[Pointing records]
┌──

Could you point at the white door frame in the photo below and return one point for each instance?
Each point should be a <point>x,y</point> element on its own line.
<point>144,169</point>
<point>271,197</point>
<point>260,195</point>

└──

TASK DIRECTIONS: Write out these lines as a numbered list, skipping any blank lines.

CORRECT ANSWER:
1. Could you point at the white door frame in the photo below and return one point for each instance?
2. Each point should be a <point>x,y</point> element on its own line.
3. <point>144,169</point>
4. <point>271,197</point>
5. <point>260,195</point>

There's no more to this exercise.